*Exercise text*:
It is no secret that Attorney General Jeff Sessions is a solid “no” vote on the topic of marijuana legalization. Throughout his career, he has voiced his opposition to the substance, both for medicinal and recreational usage.
Now, as the nation’s top cop, Sessions has a lot of power, and some fear that he may turn back the federalist wave of state marijuana legalization that has taken place across the country. Currently, recreational use is legal in eight states and the District of Columbia and medicinal use is legal in 19 states.
Last week before a confab of state and local law enforcement in Richmond, Virginia, Sessions stuck to his hardline anti-marijuana stance, saying the drug was nearly as dangerous as heroin and rejecting the push to legalize it.
“I realize this may be an unfashionable belief in a time of growing tolerance of drug use,” Sessions said. “But too many lives are at stake to worry about being fashionable. I reject the idea that America will be a better place if marijuana is sold in every corner store. And I am astonished to hear people suggest that we can solve our heroin crisis by legalizing marijuana — so people can trade one life-wrecking dependency for another that’s only slightly less awful. Our nation needs to say clearly once again that using drugs will destroy your life.”

*Material provided*:
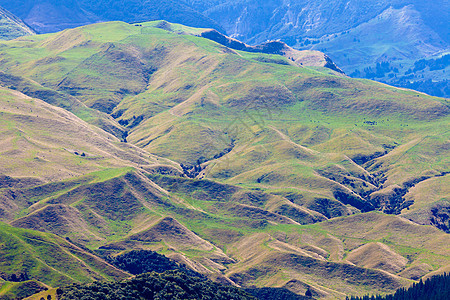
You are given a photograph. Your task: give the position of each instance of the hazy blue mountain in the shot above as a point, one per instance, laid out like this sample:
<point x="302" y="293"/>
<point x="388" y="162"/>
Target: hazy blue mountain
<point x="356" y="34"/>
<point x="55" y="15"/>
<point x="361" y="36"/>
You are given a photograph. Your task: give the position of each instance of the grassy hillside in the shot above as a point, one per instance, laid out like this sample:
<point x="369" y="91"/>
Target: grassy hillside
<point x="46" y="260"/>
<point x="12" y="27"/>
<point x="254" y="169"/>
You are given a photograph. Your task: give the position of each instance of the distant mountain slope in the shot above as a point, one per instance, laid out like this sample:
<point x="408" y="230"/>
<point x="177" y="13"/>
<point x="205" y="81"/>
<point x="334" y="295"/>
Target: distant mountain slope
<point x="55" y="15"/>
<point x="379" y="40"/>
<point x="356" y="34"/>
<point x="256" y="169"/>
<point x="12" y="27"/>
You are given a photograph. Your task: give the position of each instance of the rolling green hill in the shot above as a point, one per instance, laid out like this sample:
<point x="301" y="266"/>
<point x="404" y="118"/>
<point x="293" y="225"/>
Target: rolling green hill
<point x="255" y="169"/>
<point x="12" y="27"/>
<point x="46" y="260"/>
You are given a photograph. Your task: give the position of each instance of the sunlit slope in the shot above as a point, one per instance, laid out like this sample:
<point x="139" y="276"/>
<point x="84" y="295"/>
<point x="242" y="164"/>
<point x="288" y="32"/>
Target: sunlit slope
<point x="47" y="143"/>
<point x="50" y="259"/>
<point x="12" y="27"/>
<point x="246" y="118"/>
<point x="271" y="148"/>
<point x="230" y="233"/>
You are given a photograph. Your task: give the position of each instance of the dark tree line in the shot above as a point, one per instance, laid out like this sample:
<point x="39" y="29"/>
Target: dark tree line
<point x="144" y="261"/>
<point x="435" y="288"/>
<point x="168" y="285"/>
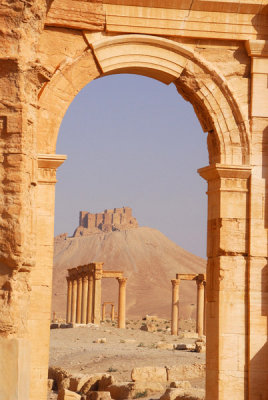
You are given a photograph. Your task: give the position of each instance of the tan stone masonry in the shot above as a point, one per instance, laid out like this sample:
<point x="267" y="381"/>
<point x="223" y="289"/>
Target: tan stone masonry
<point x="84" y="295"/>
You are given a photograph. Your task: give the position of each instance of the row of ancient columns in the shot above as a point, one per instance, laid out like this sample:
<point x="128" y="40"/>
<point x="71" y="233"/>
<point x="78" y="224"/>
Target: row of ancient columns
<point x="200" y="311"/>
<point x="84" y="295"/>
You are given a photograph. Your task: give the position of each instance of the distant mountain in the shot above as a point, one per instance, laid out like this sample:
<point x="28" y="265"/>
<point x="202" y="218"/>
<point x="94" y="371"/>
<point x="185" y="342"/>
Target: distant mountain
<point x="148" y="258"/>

*Task instructions*: Retype the stretch of the Jeff Sessions marijuana article from "It is no secret" through "and recreational usage." word for word.

*Solution*:
It is no secret that Attorney General Jeff Sessions is a solid “no” vote on the topic of marijuana legalization. Throughout his career, he has voiced his opposition to the substance, both for medicinal and recreational usage.